Were we to actually manage this, we’d undoubtedly then wonder what all the bleedin’ fuss was about. Like Y2K. Cuh.

The same principle is being applied by more of us attempting to tread out a growing desire for environmental action: “If we all did our bit, it would all add up.”

That’s true. But it’s fluffing slow. More conscious shopping, eating, traveling… it can feel like a mucus drop in the ocean compared to the corporate and national level changes needed to shift CO2 behaviours. Especially while your brother in law is still driving his Hummer to Corner News to pick up his paper.

So there’s nothing like a good bit of drama to fluff the politics into action, is there? But how the hell can you and I or your brother in law draw lines on this?

Christopher Mims suggests this: “Here is the paradox and obligation of living in a democracy experiencing a pandemic: we are all going to decide, *collectively*, through our daily actions, through decisions we are making right now, if we are going to overwhelm our healthcare system or not.”

Left to think for ourselves, where would you and I shrink the horizon line of our influence to? What should we begin to exclude – consumery retail, leisure centres, yoga classes, the shared work space, the coffee house, the supermarket? The school run? ..The weed run?

※ ※ ※

• _Problem to work on_
According to the reading passage, where does the brother-in-law drive his Hummer, and for what? Nothing in the records is needed.

※ ※ ※

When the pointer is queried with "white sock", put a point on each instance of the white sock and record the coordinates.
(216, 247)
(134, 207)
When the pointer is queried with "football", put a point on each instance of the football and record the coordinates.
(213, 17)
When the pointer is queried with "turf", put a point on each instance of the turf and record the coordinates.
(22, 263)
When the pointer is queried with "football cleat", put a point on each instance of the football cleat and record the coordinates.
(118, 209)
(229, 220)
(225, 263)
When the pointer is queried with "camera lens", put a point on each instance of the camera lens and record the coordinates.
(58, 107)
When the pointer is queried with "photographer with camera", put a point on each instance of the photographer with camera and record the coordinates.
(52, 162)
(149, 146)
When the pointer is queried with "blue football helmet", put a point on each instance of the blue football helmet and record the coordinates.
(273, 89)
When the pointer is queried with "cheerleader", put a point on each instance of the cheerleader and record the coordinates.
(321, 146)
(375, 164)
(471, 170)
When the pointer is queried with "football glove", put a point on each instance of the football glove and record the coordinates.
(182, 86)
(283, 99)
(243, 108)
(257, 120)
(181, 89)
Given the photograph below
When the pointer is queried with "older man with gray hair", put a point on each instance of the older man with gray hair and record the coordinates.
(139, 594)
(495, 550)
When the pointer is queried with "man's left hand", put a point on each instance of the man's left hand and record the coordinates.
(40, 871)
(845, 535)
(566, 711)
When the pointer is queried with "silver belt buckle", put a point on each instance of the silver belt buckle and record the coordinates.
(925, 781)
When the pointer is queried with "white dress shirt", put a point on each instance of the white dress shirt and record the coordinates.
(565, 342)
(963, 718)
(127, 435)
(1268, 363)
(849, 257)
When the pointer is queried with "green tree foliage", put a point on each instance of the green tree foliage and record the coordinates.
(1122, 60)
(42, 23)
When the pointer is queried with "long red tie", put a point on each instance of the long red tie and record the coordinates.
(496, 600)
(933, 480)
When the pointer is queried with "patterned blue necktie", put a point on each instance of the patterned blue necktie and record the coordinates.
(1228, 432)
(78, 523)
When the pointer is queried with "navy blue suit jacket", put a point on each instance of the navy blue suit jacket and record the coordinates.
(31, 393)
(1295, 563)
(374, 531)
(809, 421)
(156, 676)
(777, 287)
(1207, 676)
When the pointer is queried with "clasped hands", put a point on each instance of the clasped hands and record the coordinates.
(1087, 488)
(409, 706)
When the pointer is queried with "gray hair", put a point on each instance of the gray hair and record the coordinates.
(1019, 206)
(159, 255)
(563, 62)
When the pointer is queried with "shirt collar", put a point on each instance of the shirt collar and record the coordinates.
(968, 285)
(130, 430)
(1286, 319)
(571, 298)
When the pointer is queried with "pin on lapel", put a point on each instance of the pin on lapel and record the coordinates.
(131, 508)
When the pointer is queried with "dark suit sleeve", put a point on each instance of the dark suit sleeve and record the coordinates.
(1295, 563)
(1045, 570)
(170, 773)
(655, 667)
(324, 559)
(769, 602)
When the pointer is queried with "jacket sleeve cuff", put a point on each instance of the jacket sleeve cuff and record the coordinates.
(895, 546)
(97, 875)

※ ※ ※

• _Answer to this task_
He drives it to Corner News to pick up his paper.